Below are records to transcribe exactly, without their pictures.

Dataset content —
——

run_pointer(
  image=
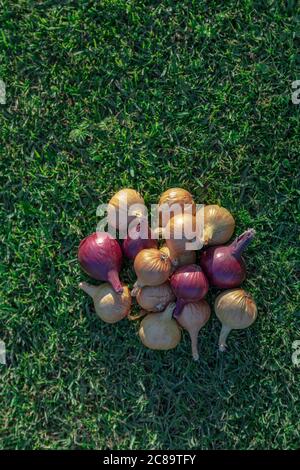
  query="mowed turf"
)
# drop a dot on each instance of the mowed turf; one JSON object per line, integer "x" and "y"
{"x": 148, "y": 95}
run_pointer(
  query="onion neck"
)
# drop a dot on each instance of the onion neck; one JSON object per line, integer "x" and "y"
{"x": 241, "y": 242}
{"x": 135, "y": 289}
{"x": 179, "y": 307}
{"x": 207, "y": 234}
{"x": 223, "y": 337}
{"x": 113, "y": 278}
{"x": 194, "y": 341}
{"x": 88, "y": 288}
{"x": 168, "y": 312}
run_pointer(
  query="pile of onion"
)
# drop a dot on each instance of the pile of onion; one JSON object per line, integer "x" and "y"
{"x": 218, "y": 226}
{"x": 189, "y": 284}
{"x": 109, "y": 306}
{"x": 193, "y": 317}
{"x": 124, "y": 207}
{"x": 178, "y": 198}
{"x": 224, "y": 265}
{"x": 159, "y": 330}
{"x": 134, "y": 242}
{"x": 152, "y": 268}
{"x": 236, "y": 310}
{"x": 155, "y": 298}
{"x": 100, "y": 256}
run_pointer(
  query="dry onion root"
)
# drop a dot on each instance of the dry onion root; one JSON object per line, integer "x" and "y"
{"x": 236, "y": 310}
{"x": 219, "y": 225}
{"x": 152, "y": 269}
{"x": 192, "y": 318}
{"x": 155, "y": 298}
{"x": 121, "y": 210}
{"x": 183, "y": 259}
{"x": 109, "y": 306}
{"x": 159, "y": 330}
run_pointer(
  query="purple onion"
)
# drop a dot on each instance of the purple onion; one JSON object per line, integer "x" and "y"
{"x": 100, "y": 256}
{"x": 224, "y": 265}
{"x": 189, "y": 284}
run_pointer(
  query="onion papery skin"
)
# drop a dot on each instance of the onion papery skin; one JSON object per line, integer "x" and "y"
{"x": 109, "y": 306}
{"x": 189, "y": 284}
{"x": 100, "y": 256}
{"x": 132, "y": 246}
{"x": 175, "y": 196}
{"x": 182, "y": 259}
{"x": 236, "y": 310}
{"x": 219, "y": 225}
{"x": 159, "y": 331}
{"x": 193, "y": 317}
{"x": 117, "y": 212}
{"x": 155, "y": 298}
{"x": 224, "y": 265}
{"x": 152, "y": 268}
{"x": 175, "y": 237}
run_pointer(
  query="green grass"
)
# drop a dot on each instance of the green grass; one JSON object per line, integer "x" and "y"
{"x": 150, "y": 95}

——

Output for this exercise —
run_pointer(
  image=
  query="mowed turf"
)
# drop a dot on each instance of the mowed turf; one JSON object per line, integer "x" and "y"
{"x": 148, "y": 95}
run_pointer(
  query="onion neck"
)
# drop a dot on each instance of the onion neck; one JSON object per line, integer "x" and "y"
{"x": 241, "y": 242}
{"x": 135, "y": 289}
{"x": 179, "y": 307}
{"x": 207, "y": 234}
{"x": 223, "y": 337}
{"x": 113, "y": 278}
{"x": 194, "y": 341}
{"x": 88, "y": 288}
{"x": 168, "y": 312}
run_pointer(
  query="pile of onion"
)
# drop a dot on each instance of the pile of onion; one JSON object per line, integer "x" and "y"
{"x": 218, "y": 226}
{"x": 189, "y": 284}
{"x": 109, "y": 306}
{"x": 193, "y": 317}
{"x": 124, "y": 207}
{"x": 178, "y": 198}
{"x": 224, "y": 265}
{"x": 159, "y": 330}
{"x": 134, "y": 242}
{"x": 152, "y": 268}
{"x": 236, "y": 310}
{"x": 155, "y": 298}
{"x": 100, "y": 256}
run_pointer(
  query="dry onion root"
)
# drop a dot on each instance of the dry onion root; one JSON object per line, integer "x" and "y"
{"x": 236, "y": 310}
{"x": 219, "y": 225}
{"x": 152, "y": 269}
{"x": 192, "y": 318}
{"x": 155, "y": 298}
{"x": 121, "y": 210}
{"x": 183, "y": 259}
{"x": 109, "y": 306}
{"x": 159, "y": 330}
run_pointer(
  query="purple onion"
)
# drop a dot on each instance of the purple onion; one JSON object per line, integer "x" and "y"
{"x": 100, "y": 256}
{"x": 224, "y": 265}
{"x": 189, "y": 284}
run_pointer(
  query="onion papery skin"
)
# drop a dot on each instance of the onion papery skin; one JSON object per line, integer "x" and "y"
{"x": 109, "y": 306}
{"x": 189, "y": 284}
{"x": 100, "y": 256}
{"x": 132, "y": 246}
{"x": 175, "y": 196}
{"x": 182, "y": 259}
{"x": 236, "y": 310}
{"x": 219, "y": 225}
{"x": 159, "y": 331}
{"x": 193, "y": 317}
{"x": 117, "y": 212}
{"x": 155, "y": 298}
{"x": 224, "y": 265}
{"x": 152, "y": 268}
{"x": 175, "y": 237}
run_pointer(
  query="green grass"
)
# drop a dot on each instance of the green grass; one JSON object per line, integer "x" and "y"
{"x": 150, "y": 95}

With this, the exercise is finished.